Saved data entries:

*-*-*

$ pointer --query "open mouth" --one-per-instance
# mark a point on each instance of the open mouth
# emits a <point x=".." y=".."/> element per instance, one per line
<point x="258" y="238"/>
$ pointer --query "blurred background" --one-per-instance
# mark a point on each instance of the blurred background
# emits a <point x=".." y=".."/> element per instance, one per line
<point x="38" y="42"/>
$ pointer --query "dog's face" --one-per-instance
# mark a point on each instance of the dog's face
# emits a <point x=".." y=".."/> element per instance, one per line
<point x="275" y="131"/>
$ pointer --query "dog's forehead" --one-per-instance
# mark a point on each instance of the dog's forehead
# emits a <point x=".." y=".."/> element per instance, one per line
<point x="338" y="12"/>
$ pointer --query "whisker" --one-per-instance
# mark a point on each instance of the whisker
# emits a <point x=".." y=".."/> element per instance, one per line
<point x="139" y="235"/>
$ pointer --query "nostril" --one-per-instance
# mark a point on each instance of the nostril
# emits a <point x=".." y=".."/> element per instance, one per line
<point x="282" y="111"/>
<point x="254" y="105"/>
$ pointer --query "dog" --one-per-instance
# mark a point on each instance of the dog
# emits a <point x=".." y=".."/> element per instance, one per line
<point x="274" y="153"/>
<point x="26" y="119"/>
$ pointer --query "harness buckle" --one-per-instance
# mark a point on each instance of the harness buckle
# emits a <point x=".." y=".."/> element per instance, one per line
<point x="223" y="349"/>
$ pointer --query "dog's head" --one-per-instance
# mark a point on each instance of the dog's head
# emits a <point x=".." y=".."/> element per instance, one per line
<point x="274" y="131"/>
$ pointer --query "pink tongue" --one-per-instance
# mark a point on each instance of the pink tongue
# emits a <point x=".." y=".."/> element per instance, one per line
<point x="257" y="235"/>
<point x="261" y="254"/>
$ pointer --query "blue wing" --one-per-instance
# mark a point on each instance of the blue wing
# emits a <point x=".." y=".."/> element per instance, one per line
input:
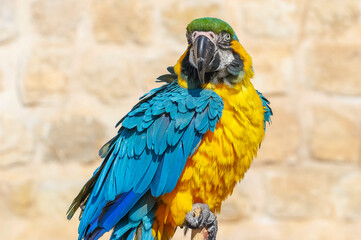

*-*-*

(ABOUT THIS TASK)
Your job is to copy out every line from the records above that has the word "harness".

(THE COMPLETED TASK)
$ pointer --query "harness buckle" --one-per-instance
# mark a point on each instance of the harness buckle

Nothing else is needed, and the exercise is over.